▶ [TO DO] Every line of the data is to be retyped exactly.

Collected data:
○ ○ ○ ○ ○ ○ ○

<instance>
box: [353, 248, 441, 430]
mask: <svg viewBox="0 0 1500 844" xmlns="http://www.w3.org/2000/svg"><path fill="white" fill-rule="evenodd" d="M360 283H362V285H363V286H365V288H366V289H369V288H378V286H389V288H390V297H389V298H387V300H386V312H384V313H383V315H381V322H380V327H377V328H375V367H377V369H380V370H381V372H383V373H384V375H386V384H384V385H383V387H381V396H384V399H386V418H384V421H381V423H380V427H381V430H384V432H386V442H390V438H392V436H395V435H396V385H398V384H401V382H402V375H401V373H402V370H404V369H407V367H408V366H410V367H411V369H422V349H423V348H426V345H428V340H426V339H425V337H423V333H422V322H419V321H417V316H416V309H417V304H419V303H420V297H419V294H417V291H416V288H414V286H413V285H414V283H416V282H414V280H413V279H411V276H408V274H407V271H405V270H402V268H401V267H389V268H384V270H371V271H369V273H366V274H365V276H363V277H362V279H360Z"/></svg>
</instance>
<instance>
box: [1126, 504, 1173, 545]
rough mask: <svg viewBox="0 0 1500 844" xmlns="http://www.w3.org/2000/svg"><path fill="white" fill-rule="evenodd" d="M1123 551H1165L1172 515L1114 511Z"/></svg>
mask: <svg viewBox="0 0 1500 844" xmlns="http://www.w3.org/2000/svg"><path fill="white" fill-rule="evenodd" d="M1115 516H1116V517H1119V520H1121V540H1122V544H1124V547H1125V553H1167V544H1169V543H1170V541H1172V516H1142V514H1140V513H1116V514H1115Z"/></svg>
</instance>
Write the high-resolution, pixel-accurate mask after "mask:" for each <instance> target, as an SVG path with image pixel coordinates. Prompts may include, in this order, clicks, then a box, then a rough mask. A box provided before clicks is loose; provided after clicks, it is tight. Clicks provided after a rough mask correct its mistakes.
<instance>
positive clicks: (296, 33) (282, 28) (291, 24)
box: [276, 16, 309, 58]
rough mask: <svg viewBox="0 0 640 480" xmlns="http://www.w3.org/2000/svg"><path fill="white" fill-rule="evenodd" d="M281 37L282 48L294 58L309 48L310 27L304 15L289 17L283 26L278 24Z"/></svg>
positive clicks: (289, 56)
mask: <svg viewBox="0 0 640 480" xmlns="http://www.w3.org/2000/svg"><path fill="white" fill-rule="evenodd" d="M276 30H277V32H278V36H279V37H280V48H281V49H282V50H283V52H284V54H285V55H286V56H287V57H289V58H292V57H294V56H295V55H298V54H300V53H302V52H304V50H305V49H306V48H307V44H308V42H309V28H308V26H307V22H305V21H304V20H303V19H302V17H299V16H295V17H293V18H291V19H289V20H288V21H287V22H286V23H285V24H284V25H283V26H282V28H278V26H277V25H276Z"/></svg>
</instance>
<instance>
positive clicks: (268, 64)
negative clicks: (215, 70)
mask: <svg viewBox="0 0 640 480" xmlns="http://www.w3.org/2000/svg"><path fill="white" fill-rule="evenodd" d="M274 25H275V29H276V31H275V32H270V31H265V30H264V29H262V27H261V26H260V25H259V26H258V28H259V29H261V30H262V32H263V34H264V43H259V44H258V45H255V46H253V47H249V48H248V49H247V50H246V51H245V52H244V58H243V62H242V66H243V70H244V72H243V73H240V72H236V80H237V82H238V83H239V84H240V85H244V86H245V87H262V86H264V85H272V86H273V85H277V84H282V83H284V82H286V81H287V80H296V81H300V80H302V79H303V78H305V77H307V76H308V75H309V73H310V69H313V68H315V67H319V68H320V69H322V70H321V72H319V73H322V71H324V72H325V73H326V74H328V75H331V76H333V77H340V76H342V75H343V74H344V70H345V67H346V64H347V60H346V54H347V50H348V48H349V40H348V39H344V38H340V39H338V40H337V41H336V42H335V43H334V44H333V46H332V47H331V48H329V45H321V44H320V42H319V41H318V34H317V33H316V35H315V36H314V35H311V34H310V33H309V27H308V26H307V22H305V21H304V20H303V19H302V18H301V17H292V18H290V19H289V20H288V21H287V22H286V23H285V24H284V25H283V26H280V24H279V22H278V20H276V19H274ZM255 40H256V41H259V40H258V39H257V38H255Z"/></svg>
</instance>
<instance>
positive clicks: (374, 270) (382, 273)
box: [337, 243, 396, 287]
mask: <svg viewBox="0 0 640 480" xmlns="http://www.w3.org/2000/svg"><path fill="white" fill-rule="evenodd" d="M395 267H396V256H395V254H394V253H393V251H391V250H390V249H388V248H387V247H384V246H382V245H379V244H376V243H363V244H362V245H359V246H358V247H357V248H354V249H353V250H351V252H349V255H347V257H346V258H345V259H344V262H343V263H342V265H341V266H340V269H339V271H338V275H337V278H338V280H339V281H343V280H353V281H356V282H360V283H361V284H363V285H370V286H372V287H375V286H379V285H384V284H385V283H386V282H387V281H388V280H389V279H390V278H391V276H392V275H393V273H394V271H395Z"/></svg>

○ ○ ○ ○ ○ ○ ○

▶ [EXERCISE OUTPUT]
<instance>
box: [353, 248, 441, 430]
mask: <svg viewBox="0 0 1500 844" xmlns="http://www.w3.org/2000/svg"><path fill="white" fill-rule="evenodd" d="M360 283H362V285H363V286H365V288H366V289H369V288H378V286H389V288H390V297H389V298H387V300H386V312H384V313H383V315H381V322H380V327H377V328H375V367H377V369H380V370H381V372H383V373H384V375H386V384H384V385H383V387H381V396H384V399H386V418H384V421H381V423H380V427H381V430H384V432H386V442H390V438H392V436H395V435H396V385H398V384H401V382H402V375H401V373H402V370H404V369H407V367H408V366H410V367H411V369H422V349H423V348H426V345H428V340H426V339H425V337H423V333H422V322H419V321H417V316H416V309H417V304H419V303H420V297H419V294H417V291H416V288H414V286H413V285H414V283H416V282H414V280H413V279H411V276H408V274H407V271H405V270H402V268H401V267H389V268H384V270H371V271H369V273H366V274H365V276H363V277H362V279H360Z"/></svg>
</instance>
<instance>
box: [1126, 504, 1173, 545]
rough mask: <svg viewBox="0 0 1500 844" xmlns="http://www.w3.org/2000/svg"><path fill="white" fill-rule="evenodd" d="M1123 551H1165L1172 515L1114 511Z"/></svg>
mask: <svg viewBox="0 0 1500 844" xmlns="http://www.w3.org/2000/svg"><path fill="white" fill-rule="evenodd" d="M1115 516H1116V517H1119V520H1121V540H1122V544H1124V547H1125V553H1167V544H1169V543H1170V541H1172V516H1142V514H1140V513H1116V514H1115Z"/></svg>
</instance>
Write the high-resolution, pixel-accurate mask after "mask:" for each <instance> target, as an SVG path with image pixel coordinates. Prompts may include, in this order, clicks, then a box, then a rough mask. A box provided before clicks is loose; provided after clicks, it is tight. Clicks provided after a rough mask correct its mistakes.
<instance>
positive clicks: (296, 33) (282, 28) (291, 24)
box: [276, 16, 309, 58]
rough mask: <svg viewBox="0 0 640 480" xmlns="http://www.w3.org/2000/svg"><path fill="white" fill-rule="evenodd" d="M281 37L282 48L294 58L309 48L310 27L304 15L289 17L283 26L278 24Z"/></svg>
positive clicks: (289, 56)
mask: <svg viewBox="0 0 640 480" xmlns="http://www.w3.org/2000/svg"><path fill="white" fill-rule="evenodd" d="M276 30H277V32H278V36H279V37H280V48H281V49H282V50H283V52H284V54H285V55H286V56H287V57H289V58H292V57H294V56H295V55H298V54H300V53H302V52H304V50H305V49H306V48H307V44H308V42H309V28H308V26H307V22H305V21H304V20H303V19H302V17H299V16H295V17H293V18H291V19H289V20H288V21H287V22H286V23H285V24H284V25H283V26H282V28H278V26H277V25H276Z"/></svg>
</instance>
<instance>
positive clicks: (268, 64)
negative clicks: (215, 70)
mask: <svg viewBox="0 0 640 480" xmlns="http://www.w3.org/2000/svg"><path fill="white" fill-rule="evenodd" d="M274 25H275V29H276V31H275V32H270V31H265V30H264V29H262V27H261V26H260V25H259V26H258V28H259V29H261V30H262V32H263V34H264V43H259V44H258V45H255V46H253V47H249V48H248V49H247V50H246V51H245V52H244V58H243V62H242V66H243V70H244V72H243V73H240V72H236V80H237V82H238V83H239V84H240V85H244V86H245V87H262V86H264V85H272V86H273V85H277V84H282V83H284V82H286V81H287V80H296V81H300V80H302V79H303V78H305V77H307V76H308V75H309V73H310V69H313V68H315V67H319V68H320V69H322V70H321V72H319V73H322V71H324V72H325V73H326V74H328V75H331V76H333V77H340V76H342V75H343V74H344V70H345V67H346V64H347V60H346V54H347V50H348V48H349V40H348V39H344V38H340V39H338V40H337V41H336V42H335V43H334V44H333V46H332V47H331V48H329V45H321V44H320V42H319V41H318V34H317V33H316V35H315V36H314V35H311V34H310V33H309V27H308V26H307V22H305V21H304V20H303V19H302V18H301V17H292V18H290V19H289V20H288V21H287V22H286V23H285V24H284V25H283V26H280V24H279V22H278V20H276V19H274ZM255 40H256V41H259V40H258V39H257V38H255Z"/></svg>
</instance>
<instance>
positive clicks: (374, 270) (382, 273)
box: [337, 243, 396, 287]
mask: <svg viewBox="0 0 640 480" xmlns="http://www.w3.org/2000/svg"><path fill="white" fill-rule="evenodd" d="M395 267H396V256H395V254H394V253H393V251H391V250H390V249H388V248H387V247H384V246H382V245H379V244H376V243H363V244H362V245H359V246H358V247H357V248H354V249H353V250H351V252H349V255H347V257H346V258H345V259H344V262H343V263H342V265H341V266H340V269H339V271H338V275H337V278H338V280H339V281H343V280H353V281H356V282H360V283H361V284H363V285H370V286H372V287H375V286H379V285H384V284H385V283H386V282H387V281H388V280H389V279H390V278H391V276H392V275H393V273H394V271H395Z"/></svg>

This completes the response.